__Task objective__
Give back every record word for word, keeping the pictures out.

__Record set__
>>
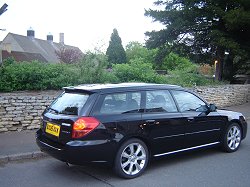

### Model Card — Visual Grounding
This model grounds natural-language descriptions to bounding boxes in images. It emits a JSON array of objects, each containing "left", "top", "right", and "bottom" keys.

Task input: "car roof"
[{"left": 64, "top": 83, "right": 182, "bottom": 93}]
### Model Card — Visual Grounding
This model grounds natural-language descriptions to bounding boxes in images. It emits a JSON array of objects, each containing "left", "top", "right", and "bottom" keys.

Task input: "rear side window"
[
  {"left": 49, "top": 92, "right": 89, "bottom": 115},
  {"left": 99, "top": 92, "right": 141, "bottom": 114},
  {"left": 146, "top": 90, "right": 177, "bottom": 113}
]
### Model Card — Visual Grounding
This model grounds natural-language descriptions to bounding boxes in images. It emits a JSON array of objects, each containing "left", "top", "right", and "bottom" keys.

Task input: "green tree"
[
  {"left": 145, "top": 0, "right": 250, "bottom": 80},
  {"left": 125, "top": 41, "right": 157, "bottom": 65},
  {"left": 113, "top": 58, "right": 166, "bottom": 83},
  {"left": 162, "top": 52, "right": 196, "bottom": 71},
  {"left": 77, "top": 51, "right": 108, "bottom": 83},
  {"left": 106, "top": 29, "right": 127, "bottom": 65}
]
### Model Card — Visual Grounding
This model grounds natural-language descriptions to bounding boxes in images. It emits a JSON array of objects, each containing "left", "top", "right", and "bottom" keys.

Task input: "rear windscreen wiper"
[{"left": 48, "top": 107, "right": 59, "bottom": 114}]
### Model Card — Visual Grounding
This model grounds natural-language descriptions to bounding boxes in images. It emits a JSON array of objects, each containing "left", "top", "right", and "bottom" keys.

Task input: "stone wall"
[
  {"left": 0, "top": 91, "right": 61, "bottom": 132},
  {"left": 190, "top": 84, "right": 250, "bottom": 107},
  {"left": 0, "top": 85, "right": 249, "bottom": 132}
]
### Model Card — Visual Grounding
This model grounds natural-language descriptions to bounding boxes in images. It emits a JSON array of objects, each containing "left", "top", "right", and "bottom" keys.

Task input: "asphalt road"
[{"left": 0, "top": 121, "right": 249, "bottom": 187}]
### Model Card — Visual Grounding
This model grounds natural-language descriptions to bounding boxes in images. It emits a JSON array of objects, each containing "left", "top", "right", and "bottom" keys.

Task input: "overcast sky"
[{"left": 0, "top": 0, "right": 162, "bottom": 52}]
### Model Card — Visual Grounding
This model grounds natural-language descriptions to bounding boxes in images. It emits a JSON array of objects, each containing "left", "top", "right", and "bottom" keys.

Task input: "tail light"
[{"left": 72, "top": 117, "right": 100, "bottom": 138}]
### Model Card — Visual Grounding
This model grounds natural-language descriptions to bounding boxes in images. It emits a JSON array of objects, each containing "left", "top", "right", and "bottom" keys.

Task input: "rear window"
[{"left": 49, "top": 92, "right": 89, "bottom": 115}]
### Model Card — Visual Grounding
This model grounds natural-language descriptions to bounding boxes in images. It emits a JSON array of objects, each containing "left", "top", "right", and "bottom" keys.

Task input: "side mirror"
[{"left": 209, "top": 104, "right": 217, "bottom": 112}]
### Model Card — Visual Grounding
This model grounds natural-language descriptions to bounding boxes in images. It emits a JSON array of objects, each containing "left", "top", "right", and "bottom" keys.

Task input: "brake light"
[{"left": 72, "top": 117, "right": 100, "bottom": 138}]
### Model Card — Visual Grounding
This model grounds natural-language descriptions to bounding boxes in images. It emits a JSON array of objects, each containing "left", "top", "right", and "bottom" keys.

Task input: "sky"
[{"left": 0, "top": 0, "right": 162, "bottom": 52}]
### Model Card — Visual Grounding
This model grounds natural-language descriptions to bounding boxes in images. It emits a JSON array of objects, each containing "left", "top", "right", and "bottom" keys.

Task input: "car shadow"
[{"left": 51, "top": 147, "right": 224, "bottom": 181}]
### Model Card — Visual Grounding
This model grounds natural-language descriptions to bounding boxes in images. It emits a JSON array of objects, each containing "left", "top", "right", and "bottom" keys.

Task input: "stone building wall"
[{"left": 0, "top": 85, "right": 249, "bottom": 132}]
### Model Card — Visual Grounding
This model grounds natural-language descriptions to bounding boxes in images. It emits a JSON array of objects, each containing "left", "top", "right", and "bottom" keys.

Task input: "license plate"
[{"left": 46, "top": 123, "right": 60, "bottom": 137}]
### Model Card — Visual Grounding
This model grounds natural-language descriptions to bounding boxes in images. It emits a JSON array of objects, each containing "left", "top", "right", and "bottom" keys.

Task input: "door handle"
[
  {"left": 187, "top": 117, "right": 194, "bottom": 122},
  {"left": 145, "top": 120, "right": 156, "bottom": 125}
]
<<
__Result__
### Model Card — Visual Grounding
This model grounds natural-language descriptions to bounding boxes in images. It emits a JSON array of objects, each containing "left", "top", "right", and "bottom" keys.

Task input: "car roof"
[{"left": 64, "top": 83, "right": 182, "bottom": 93}]
### Model Card — Visual Grounding
This model grounds natural-language descriptions to bounding boxes in images. It emits a JSON array of objects, each containing "left", "top", "right", and "bottom" keys.

Task input: "rear side window"
[
  {"left": 49, "top": 92, "right": 89, "bottom": 115},
  {"left": 99, "top": 92, "right": 141, "bottom": 114},
  {"left": 146, "top": 90, "right": 177, "bottom": 113}
]
### Model Card — Visual Grounding
This model grounds natural-language descriptions to bounding boxes in images. It emits a JSON array of objects, each containing "left", "top", "right", and "bottom" keys.

Task input: "green tree"
[
  {"left": 145, "top": 0, "right": 250, "bottom": 80},
  {"left": 125, "top": 41, "right": 157, "bottom": 65},
  {"left": 113, "top": 58, "right": 166, "bottom": 83},
  {"left": 162, "top": 52, "right": 196, "bottom": 71},
  {"left": 77, "top": 51, "right": 108, "bottom": 83},
  {"left": 106, "top": 29, "right": 127, "bottom": 65}
]
### Model Card — Visual Grounding
This model grounds natural-language descriptions to bounding boxes in images. It emits a JSON array of objects, each containing "left", "top", "right", and "bottom" keys.

Task input: "rear windscreen wiper"
[{"left": 48, "top": 107, "right": 59, "bottom": 114}]
### Model Card — Visual Grounding
This model grounds natural-language descriptions to bounding boxes in images. It emits a JSON array of objects, each containing "left", "top", "right", and "bottom" keys.

Task input: "stone wall"
[
  {"left": 0, "top": 91, "right": 61, "bottom": 132},
  {"left": 190, "top": 84, "right": 250, "bottom": 107},
  {"left": 0, "top": 85, "right": 249, "bottom": 132}
]
### Model Card — Visual Grounding
This model grounds natural-language descriptions to bounding boxes in images. It emits a JSON array of objects, each containing "left", "top", "right", and "bottom" keys.

Task input: "asphalt road"
[{"left": 0, "top": 121, "right": 249, "bottom": 187}]
### Model Card — Visual Grounding
This model grounds natural-language descriptions to bounding boxes in images. It emits a JSON array of objects, each containing "left", "top", "right", and "bottom" keys.

Task input: "overcast sky"
[{"left": 0, "top": 0, "right": 162, "bottom": 52}]
### Model Card — Visual Grounding
This model grounds natural-language descriptions to bounding boxes in images. It emits a JSON array of objects, each containing "left", "top", "right", and "bottom" keys.

Task input: "tail light"
[{"left": 72, "top": 117, "right": 100, "bottom": 138}]
### Model Card — Visual Grounding
This model grounds natural-language descriptions to bounding boxes in images. It emits a JSON array of objects, each containing "left", "top", "right", and "bottom" keys.

Task input: "rear window"
[{"left": 49, "top": 92, "right": 89, "bottom": 115}]
### Model Card — Visual Grounding
This model grounds natural-language descriptions to bounding boxes in images. It emits a JSON array of objects, each containing "left", "top", "right", and "bottom" keys.

Task input: "side mirror"
[{"left": 209, "top": 104, "right": 217, "bottom": 112}]
### Model Card — Visual Grounding
This model grounds natural-language descriptions to bounding boxes in images. It emits a JSON array of objects, each containing "left", "top", "right", and "bottom" keys.

Task input: "brake light"
[{"left": 72, "top": 117, "right": 100, "bottom": 138}]
### Model Card — Visual Grounding
This model grounds natural-language descriptions to bounding boxes in images. It emits a JSON array of objects, each containing "left", "top", "right", and "bottom" keys.

Task input: "sky"
[{"left": 0, "top": 0, "right": 162, "bottom": 52}]
### Model Card — Visual Grounding
This model grounds natural-language descriptions to bounding boxes in images. It emits a JSON array of objects, each containing "left", "top", "right", and "bottom" keys.

Task input: "car shadow"
[{"left": 51, "top": 147, "right": 224, "bottom": 181}]
### Model Card — Visual Grounding
This model grounds natural-language descriptions to bounding boxes in images. It emits a JSON array of objects, each containing "left", "top", "right", and "bottom" keys.

Task input: "stone building wall"
[{"left": 0, "top": 85, "right": 249, "bottom": 132}]
### Model Card — Visual Grounding
This model grounds natural-language descriptions to bounding boxes in images. It emits a JSON array of objects, each containing "left", "top", "right", and "bottom" keys.

Task input: "license plate"
[{"left": 46, "top": 123, "right": 60, "bottom": 137}]
### Model Card — Visual Grounding
This model grounds natural-language descriptions to bounding boxes in images. It emits a JSON array of objects, each containing "left", "top", "right", and "bottom" keys.

Task input: "door handle"
[
  {"left": 187, "top": 117, "right": 194, "bottom": 122},
  {"left": 145, "top": 120, "right": 156, "bottom": 125}
]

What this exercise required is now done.